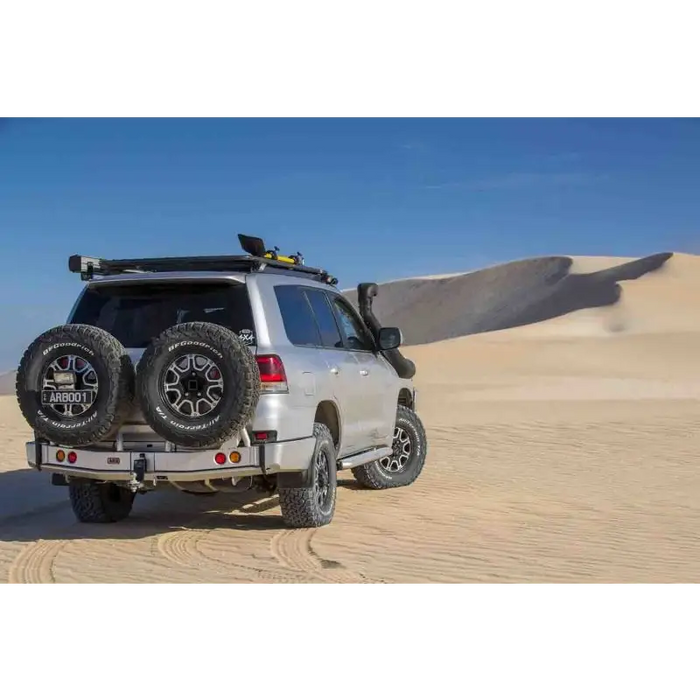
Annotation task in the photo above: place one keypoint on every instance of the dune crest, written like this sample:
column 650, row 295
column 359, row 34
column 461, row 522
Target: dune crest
column 535, row 291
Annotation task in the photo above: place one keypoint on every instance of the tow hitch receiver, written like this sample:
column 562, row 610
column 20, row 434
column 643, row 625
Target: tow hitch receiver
column 139, row 473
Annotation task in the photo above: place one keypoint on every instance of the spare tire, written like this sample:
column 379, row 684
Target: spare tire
column 75, row 385
column 198, row 384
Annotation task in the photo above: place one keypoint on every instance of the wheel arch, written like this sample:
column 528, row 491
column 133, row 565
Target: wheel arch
column 327, row 413
column 405, row 398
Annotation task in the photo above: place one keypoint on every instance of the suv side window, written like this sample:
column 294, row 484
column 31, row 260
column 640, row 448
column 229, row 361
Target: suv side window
column 330, row 334
column 355, row 331
column 297, row 316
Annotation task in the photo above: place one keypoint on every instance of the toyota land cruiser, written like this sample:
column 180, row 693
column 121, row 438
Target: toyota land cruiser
column 219, row 374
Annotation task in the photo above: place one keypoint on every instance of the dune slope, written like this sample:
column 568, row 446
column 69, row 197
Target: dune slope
column 505, row 296
column 560, row 452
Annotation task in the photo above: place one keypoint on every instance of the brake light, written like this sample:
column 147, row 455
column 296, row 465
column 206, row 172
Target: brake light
column 272, row 373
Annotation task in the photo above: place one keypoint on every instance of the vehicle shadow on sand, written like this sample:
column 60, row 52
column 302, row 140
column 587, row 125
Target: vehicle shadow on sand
column 31, row 509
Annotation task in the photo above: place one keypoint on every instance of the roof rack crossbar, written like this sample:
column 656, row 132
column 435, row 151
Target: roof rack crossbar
column 89, row 267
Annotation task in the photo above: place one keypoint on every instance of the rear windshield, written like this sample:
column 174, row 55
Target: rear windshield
column 135, row 313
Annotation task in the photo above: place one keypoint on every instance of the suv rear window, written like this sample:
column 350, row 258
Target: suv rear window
column 135, row 313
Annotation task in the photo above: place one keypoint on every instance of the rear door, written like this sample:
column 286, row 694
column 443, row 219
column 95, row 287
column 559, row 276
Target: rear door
column 376, row 379
column 344, row 371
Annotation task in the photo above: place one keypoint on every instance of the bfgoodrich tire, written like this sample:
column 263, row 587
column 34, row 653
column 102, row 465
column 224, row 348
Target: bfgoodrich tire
column 406, row 462
column 95, row 502
column 198, row 385
column 314, row 504
column 97, row 363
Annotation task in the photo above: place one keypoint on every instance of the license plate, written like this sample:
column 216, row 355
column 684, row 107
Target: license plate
column 53, row 397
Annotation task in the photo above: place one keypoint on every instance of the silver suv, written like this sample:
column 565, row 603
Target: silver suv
column 219, row 374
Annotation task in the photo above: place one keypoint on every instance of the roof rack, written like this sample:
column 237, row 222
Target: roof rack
column 258, row 260
column 90, row 267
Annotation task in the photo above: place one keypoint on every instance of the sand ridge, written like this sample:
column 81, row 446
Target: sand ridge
column 561, row 452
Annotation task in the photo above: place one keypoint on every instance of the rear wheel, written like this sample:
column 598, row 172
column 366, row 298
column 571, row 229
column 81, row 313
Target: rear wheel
column 405, row 464
column 96, row 502
column 314, row 504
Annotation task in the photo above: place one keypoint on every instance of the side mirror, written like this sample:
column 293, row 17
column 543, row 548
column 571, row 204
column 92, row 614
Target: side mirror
column 389, row 338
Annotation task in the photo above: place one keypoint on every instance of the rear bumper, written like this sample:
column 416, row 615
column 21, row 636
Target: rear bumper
column 256, row 460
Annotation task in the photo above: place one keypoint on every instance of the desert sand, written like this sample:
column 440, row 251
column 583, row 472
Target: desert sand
column 561, row 401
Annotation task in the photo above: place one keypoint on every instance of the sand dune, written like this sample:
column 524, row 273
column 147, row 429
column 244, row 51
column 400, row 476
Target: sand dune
column 505, row 296
column 7, row 383
column 563, row 451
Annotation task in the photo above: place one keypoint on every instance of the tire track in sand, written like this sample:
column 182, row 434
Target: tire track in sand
column 182, row 548
column 294, row 550
column 33, row 566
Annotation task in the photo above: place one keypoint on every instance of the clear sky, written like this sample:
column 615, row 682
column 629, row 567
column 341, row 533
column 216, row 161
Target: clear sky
column 369, row 198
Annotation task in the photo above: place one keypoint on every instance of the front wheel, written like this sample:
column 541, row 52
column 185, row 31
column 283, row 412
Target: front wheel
column 314, row 504
column 405, row 464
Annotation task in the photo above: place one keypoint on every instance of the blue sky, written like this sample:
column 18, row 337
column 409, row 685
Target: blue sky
column 370, row 198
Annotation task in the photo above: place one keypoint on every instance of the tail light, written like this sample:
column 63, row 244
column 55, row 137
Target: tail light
column 272, row 374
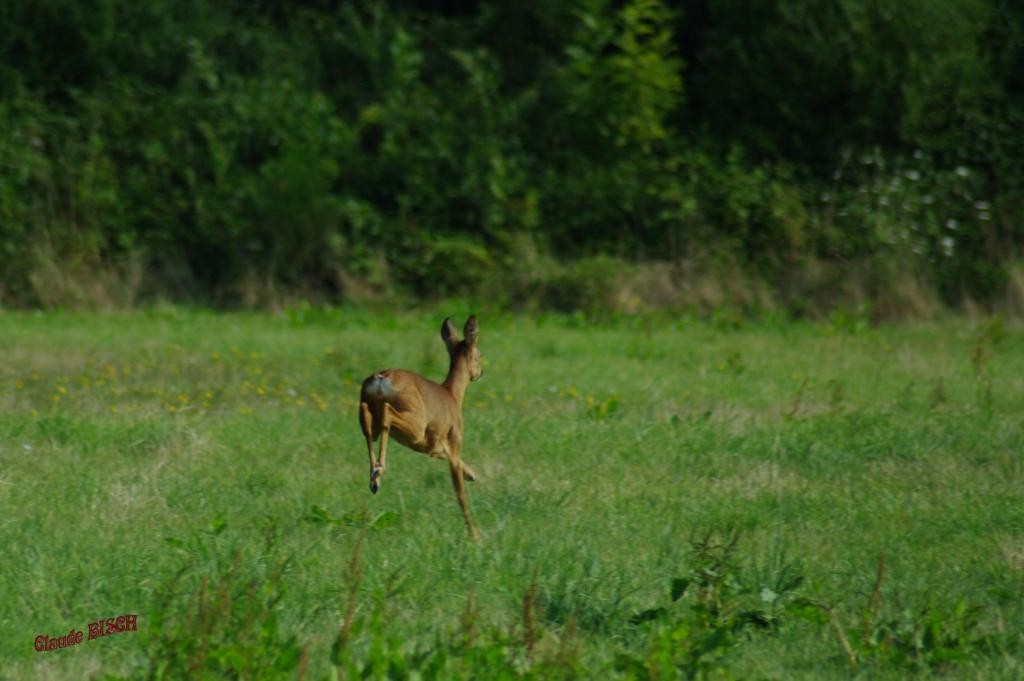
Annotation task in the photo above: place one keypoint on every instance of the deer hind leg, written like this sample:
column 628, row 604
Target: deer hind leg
column 457, row 469
column 390, row 417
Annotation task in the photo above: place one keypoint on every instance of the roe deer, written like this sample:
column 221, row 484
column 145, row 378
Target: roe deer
column 422, row 415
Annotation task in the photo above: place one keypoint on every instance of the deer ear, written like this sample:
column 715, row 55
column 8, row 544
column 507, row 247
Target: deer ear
column 472, row 330
column 449, row 332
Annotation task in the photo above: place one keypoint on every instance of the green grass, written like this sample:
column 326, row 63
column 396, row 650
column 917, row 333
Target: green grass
column 207, row 472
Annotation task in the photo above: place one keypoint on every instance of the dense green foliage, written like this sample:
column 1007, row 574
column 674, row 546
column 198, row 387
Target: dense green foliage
column 656, row 500
column 235, row 150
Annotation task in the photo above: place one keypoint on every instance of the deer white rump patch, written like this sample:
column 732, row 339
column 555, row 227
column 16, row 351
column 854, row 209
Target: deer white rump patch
column 379, row 386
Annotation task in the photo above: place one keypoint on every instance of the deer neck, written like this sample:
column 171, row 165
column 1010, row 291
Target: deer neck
column 458, row 378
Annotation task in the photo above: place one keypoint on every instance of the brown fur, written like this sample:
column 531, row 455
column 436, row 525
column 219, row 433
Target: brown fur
column 422, row 415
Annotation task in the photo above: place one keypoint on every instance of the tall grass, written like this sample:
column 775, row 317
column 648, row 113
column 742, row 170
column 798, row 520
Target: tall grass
column 657, row 498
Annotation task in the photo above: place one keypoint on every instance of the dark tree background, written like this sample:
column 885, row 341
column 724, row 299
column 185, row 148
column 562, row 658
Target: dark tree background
column 227, row 152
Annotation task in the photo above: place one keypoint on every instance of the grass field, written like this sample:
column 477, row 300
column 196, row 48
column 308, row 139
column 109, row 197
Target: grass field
column 656, row 498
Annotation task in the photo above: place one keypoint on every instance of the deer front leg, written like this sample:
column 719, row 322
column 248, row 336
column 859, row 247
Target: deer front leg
column 367, row 423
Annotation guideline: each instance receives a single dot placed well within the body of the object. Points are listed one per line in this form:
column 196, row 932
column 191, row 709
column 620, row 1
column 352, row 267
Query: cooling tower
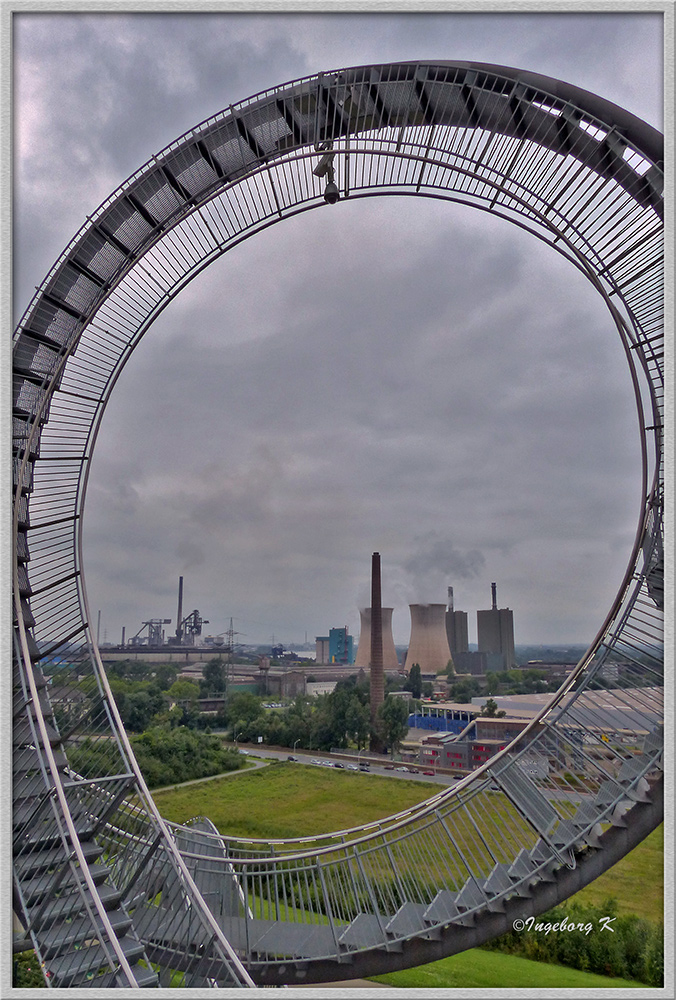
column 390, row 661
column 429, row 642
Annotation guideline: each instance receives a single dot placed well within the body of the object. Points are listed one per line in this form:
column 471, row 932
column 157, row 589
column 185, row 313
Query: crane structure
column 106, row 891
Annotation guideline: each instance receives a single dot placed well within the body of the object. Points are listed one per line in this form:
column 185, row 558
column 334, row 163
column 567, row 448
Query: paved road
column 307, row 756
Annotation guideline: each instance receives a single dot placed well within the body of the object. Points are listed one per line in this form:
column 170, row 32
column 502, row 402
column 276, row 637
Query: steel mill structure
column 106, row 891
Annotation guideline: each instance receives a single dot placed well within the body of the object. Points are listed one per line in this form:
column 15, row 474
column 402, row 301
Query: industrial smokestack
column 429, row 643
column 363, row 657
column 377, row 673
column 179, row 614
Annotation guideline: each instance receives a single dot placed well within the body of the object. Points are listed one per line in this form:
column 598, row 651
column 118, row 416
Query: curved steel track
column 105, row 890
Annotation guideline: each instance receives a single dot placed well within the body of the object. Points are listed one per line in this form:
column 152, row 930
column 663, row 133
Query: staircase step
column 32, row 783
column 632, row 767
column 75, row 967
column 66, row 934
column 54, row 881
column 72, row 905
column 470, row 896
column 443, row 909
column 654, row 741
column 409, row 921
column 365, row 931
column 297, row 941
column 31, row 862
column 522, row 865
column 145, row 978
column 29, row 759
column 499, row 881
column 609, row 792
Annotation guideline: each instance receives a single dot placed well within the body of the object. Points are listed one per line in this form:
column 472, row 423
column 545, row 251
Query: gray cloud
column 392, row 375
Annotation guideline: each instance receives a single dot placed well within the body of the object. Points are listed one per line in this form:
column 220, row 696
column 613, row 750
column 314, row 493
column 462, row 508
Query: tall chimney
column 179, row 615
column 363, row 657
column 377, row 673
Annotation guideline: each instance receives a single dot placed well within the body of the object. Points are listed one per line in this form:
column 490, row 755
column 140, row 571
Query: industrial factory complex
column 455, row 738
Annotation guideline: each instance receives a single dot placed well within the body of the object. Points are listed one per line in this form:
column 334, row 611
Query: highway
column 307, row 756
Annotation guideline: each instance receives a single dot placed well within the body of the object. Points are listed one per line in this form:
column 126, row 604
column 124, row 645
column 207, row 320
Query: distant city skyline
column 386, row 374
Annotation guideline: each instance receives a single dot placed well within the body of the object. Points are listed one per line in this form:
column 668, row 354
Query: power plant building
column 429, row 642
column 363, row 658
column 336, row 647
column 495, row 631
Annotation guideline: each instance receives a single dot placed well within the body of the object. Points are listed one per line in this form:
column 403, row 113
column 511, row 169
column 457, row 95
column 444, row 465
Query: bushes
-----
- _THE PROBLEM_
Reproduce everything from the start of the records down to the line containing "column 139, row 473", with both ends included, and leave the pictures out of your answer.

- _REPLY TO THE TASK_
Annotation task in the photo above: place one keypoint on every instance of the dune crest, written like this sample:
column 650, row 295
column 359, row 34
column 461, row 522
Target: dune crest
column 535, row 291
Annotation task in the photo above: place one keypoint on every instance of the tow hitch receiver, written like this sample:
column 562, row 610
column 20, row 434
column 643, row 625
Target: tow hitch receiver
column 139, row 473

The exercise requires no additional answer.